** BEGIN Reading text **

I didn’t want to interview or be seen by anyone important, anathema to my duties and role as news editor.
This past Monday was no ordinary Monday. The normal rules of behavior were deemed not to apply.
In fact, a new personal rule was derived from the incident in question:
Never wear your Halloween costume to work if you’ll have to be in public.
Thankfully, I wasn’t dressed as Barney the Dinosaur or Antoine Dodson, costumes that would have been impossible to hide.
No, I went for the refined, debonair sophistication of a discontinued tux I had the fortune to snag for $20 at a closing tux rental place.
With my handy tux, my costume was complete: I could be any Republican president with a beard from 1865 to 1896.
(Let’s just say Rutherford B. Hayes and be done with it.)
Yes, I wore my tux to work with pride, thinking my coworkers would get a kick out of my previously undiscovered “fun” side. They did.

** END Reading text **

§ Brief a
Extract every line of the rows below that contains the string "stage", matching case exactly.

** BEGIN Material supplied **

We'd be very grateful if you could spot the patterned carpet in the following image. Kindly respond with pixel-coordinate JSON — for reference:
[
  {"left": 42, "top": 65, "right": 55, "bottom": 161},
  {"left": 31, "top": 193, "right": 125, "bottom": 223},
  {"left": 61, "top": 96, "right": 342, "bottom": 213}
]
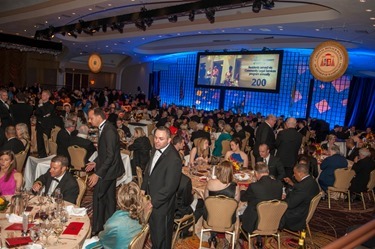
[{"left": 82, "top": 189, "right": 375, "bottom": 249}]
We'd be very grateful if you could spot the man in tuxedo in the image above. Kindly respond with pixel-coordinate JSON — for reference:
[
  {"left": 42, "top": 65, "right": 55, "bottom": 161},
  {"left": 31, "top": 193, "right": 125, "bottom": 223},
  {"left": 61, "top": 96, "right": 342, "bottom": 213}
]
[
  {"left": 345, "top": 138, "right": 359, "bottom": 162},
  {"left": 0, "top": 89, "right": 13, "bottom": 128},
  {"left": 35, "top": 90, "right": 55, "bottom": 158},
  {"left": 280, "top": 164, "right": 319, "bottom": 231},
  {"left": 240, "top": 162, "right": 283, "bottom": 233},
  {"left": 142, "top": 127, "right": 182, "bottom": 249},
  {"left": 275, "top": 117, "right": 303, "bottom": 177},
  {"left": 1, "top": 125, "right": 25, "bottom": 154},
  {"left": 257, "top": 144, "right": 286, "bottom": 181},
  {"left": 32, "top": 155, "right": 79, "bottom": 203},
  {"left": 56, "top": 118, "right": 76, "bottom": 162},
  {"left": 253, "top": 114, "right": 276, "bottom": 158},
  {"left": 86, "top": 108, "right": 125, "bottom": 235},
  {"left": 9, "top": 92, "right": 34, "bottom": 130},
  {"left": 70, "top": 125, "right": 96, "bottom": 163}
]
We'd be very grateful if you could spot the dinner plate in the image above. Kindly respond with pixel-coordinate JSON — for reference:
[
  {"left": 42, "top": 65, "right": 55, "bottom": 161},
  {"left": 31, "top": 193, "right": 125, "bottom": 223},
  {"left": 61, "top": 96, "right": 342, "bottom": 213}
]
[{"left": 234, "top": 173, "right": 250, "bottom": 181}]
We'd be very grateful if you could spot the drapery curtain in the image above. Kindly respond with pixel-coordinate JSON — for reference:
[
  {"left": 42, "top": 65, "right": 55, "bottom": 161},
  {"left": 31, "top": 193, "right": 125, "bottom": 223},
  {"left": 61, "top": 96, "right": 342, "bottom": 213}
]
[{"left": 345, "top": 77, "right": 375, "bottom": 130}]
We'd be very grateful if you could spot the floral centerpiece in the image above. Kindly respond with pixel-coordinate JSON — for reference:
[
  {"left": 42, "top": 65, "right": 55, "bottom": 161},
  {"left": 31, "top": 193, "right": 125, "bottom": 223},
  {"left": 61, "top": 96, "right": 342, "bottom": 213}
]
[{"left": 0, "top": 196, "right": 9, "bottom": 211}]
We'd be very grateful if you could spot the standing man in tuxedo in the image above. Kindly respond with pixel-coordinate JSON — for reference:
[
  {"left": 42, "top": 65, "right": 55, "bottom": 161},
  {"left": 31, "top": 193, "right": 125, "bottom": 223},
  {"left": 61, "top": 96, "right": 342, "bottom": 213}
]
[
  {"left": 86, "top": 108, "right": 125, "bottom": 235},
  {"left": 142, "top": 126, "right": 182, "bottom": 249},
  {"left": 253, "top": 114, "right": 276, "bottom": 158},
  {"left": 257, "top": 144, "right": 286, "bottom": 181},
  {"left": 32, "top": 156, "right": 79, "bottom": 203},
  {"left": 0, "top": 89, "right": 13, "bottom": 129},
  {"left": 275, "top": 117, "right": 303, "bottom": 178}
]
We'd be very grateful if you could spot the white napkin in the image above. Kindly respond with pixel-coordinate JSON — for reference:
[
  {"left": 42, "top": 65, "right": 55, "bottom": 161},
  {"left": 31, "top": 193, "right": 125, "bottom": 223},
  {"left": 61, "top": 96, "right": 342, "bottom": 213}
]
[
  {"left": 5, "top": 214, "right": 22, "bottom": 223},
  {"left": 66, "top": 205, "right": 86, "bottom": 216}
]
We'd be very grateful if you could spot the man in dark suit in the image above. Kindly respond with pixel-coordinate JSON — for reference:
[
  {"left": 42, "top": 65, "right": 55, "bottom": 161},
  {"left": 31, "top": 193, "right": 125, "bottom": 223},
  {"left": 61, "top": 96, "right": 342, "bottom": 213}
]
[
  {"left": 70, "top": 125, "right": 96, "bottom": 163},
  {"left": 349, "top": 148, "right": 375, "bottom": 196},
  {"left": 345, "top": 138, "right": 359, "bottom": 161},
  {"left": 56, "top": 118, "right": 76, "bottom": 162},
  {"left": 280, "top": 164, "right": 319, "bottom": 231},
  {"left": 240, "top": 162, "right": 283, "bottom": 233},
  {"left": 86, "top": 108, "right": 125, "bottom": 234},
  {"left": 257, "top": 144, "right": 286, "bottom": 181},
  {"left": 142, "top": 127, "right": 182, "bottom": 249},
  {"left": 9, "top": 92, "right": 34, "bottom": 130},
  {"left": 190, "top": 123, "right": 211, "bottom": 147},
  {"left": 32, "top": 156, "right": 79, "bottom": 204},
  {"left": 253, "top": 114, "right": 276, "bottom": 158},
  {"left": 0, "top": 125, "right": 25, "bottom": 154},
  {"left": 35, "top": 90, "right": 55, "bottom": 158},
  {"left": 275, "top": 118, "right": 303, "bottom": 177},
  {"left": 0, "top": 89, "right": 13, "bottom": 128}
]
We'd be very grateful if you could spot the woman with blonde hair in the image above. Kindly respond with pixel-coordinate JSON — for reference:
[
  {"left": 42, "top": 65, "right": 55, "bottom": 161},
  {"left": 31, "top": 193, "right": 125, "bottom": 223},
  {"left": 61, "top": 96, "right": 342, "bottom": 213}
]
[
  {"left": 189, "top": 137, "right": 210, "bottom": 163},
  {"left": 16, "top": 123, "right": 30, "bottom": 148},
  {"left": 85, "top": 182, "right": 151, "bottom": 249}
]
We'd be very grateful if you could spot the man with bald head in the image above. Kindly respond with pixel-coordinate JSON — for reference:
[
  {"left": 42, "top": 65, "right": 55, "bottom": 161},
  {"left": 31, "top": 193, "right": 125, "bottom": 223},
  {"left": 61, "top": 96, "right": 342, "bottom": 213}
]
[{"left": 275, "top": 117, "right": 302, "bottom": 177}]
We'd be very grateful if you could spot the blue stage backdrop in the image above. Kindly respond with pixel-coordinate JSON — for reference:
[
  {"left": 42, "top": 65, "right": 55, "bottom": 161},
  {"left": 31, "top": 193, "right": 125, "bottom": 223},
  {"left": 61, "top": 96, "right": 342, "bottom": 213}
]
[{"left": 155, "top": 50, "right": 351, "bottom": 127}]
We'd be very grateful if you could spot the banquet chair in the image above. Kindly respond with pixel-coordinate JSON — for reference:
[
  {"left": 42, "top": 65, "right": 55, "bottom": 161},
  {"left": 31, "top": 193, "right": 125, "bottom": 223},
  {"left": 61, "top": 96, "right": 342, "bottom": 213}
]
[
  {"left": 199, "top": 195, "right": 238, "bottom": 249},
  {"left": 50, "top": 126, "right": 61, "bottom": 143},
  {"left": 128, "top": 224, "right": 150, "bottom": 249},
  {"left": 221, "top": 140, "right": 230, "bottom": 156},
  {"left": 76, "top": 176, "right": 87, "bottom": 207},
  {"left": 241, "top": 200, "right": 288, "bottom": 249},
  {"left": 361, "top": 170, "right": 375, "bottom": 210},
  {"left": 14, "top": 150, "right": 28, "bottom": 173},
  {"left": 172, "top": 213, "right": 195, "bottom": 248},
  {"left": 327, "top": 168, "right": 355, "bottom": 210},
  {"left": 68, "top": 145, "right": 88, "bottom": 183},
  {"left": 283, "top": 192, "right": 323, "bottom": 247}
]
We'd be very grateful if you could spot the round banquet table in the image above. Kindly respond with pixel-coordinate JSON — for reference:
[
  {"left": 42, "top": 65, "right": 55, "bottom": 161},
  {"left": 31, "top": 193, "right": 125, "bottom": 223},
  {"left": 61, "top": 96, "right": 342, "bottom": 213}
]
[{"left": 0, "top": 196, "right": 91, "bottom": 249}]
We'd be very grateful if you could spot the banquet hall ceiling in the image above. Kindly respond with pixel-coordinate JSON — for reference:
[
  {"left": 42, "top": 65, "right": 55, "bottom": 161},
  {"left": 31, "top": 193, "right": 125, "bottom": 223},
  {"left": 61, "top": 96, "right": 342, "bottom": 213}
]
[{"left": 0, "top": 0, "right": 375, "bottom": 77}]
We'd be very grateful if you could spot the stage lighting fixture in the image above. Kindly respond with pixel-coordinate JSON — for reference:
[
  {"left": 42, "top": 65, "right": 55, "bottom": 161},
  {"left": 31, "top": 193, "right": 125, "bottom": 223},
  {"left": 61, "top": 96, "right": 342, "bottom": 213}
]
[
  {"left": 189, "top": 10, "right": 195, "bottom": 22},
  {"left": 134, "top": 20, "right": 147, "bottom": 31},
  {"left": 253, "top": 0, "right": 262, "bottom": 13},
  {"left": 205, "top": 8, "right": 215, "bottom": 23},
  {"left": 168, "top": 15, "right": 178, "bottom": 22}
]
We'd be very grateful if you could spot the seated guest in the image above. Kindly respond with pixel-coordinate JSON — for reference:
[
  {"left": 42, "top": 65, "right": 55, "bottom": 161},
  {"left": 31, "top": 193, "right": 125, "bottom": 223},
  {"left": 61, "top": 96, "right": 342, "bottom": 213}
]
[
  {"left": 297, "top": 145, "right": 319, "bottom": 179},
  {"left": 16, "top": 123, "right": 30, "bottom": 148},
  {"left": 85, "top": 182, "right": 150, "bottom": 249},
  {"left": 56, "top": 118, "right": 76, "bottom": 161},
  {"left": 345, "top": 138, "right": 359, "bottom": 161},
  {"left": 257, "top": 144, "right": 286, "bottom": 181},
  {"left": 212, "top": 124, "right": 232, "bottom": 157},
  {"left": 349, "top": 148, "right": 375, "bottom": 200},
  {"left": 0, "top": 125, "right": 25, "bottom": 154},
  {"left": 189, "top": 137, "right": 210, "bottom": 163},
  {"left": 280, "top": 164, "right": 319, "bottom": 231},
  {"left": 116, "top": 118, "right": 132, "bottom": 137},
  {"left": 321, "top": 134, "right": 336, "bottom": 155},
  {"left": 190, "top": 123, "right": 211, "bottom": 147},
  {"left": 70, "top": 125, "right": 96, "bottom": 163},
  {"left": 128, "top": 127, "right": 152, "bottom": 175},
  {"left": 203, "top": 161, "right": 240, "bottom": 247},
  {"left": 0, "top": 150, "right": 23, "bottom": 195},
  {"left": 224, "top": 137, "right": 249, "bottom": 168},
  {"left": 240, "top": 162, "right": 283, "bottom": 233},
  {"left": 32, "top": 155, "right": 79, "bottom": 203},
  {"left": 318, "top": 145, "right": 348, "bottom": 192}
]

** END Material supplied **

§ Brief b
Answer these about the column on the Halloween costume:
(i) How much did the tux cost?
(ii) What personal rule came out of the incident?
(iii) Which president does the writer finally settle on being?

§ Problem solution a
We'd be very grateful if you could spot the blue stage backdrop in the image above. Kindly respond with pixel-coordinate JSON — for reference:
We'd be very grateful if you could spot the stage lighting fixture in the image above. Kindly respond with pixel-coordinate JSON — for reference:

§ Problem solution b
(i) $20
(ii) Never wear your Halloween costume to work if you'll have to be in public.
(iii) Rutherford B. Hayes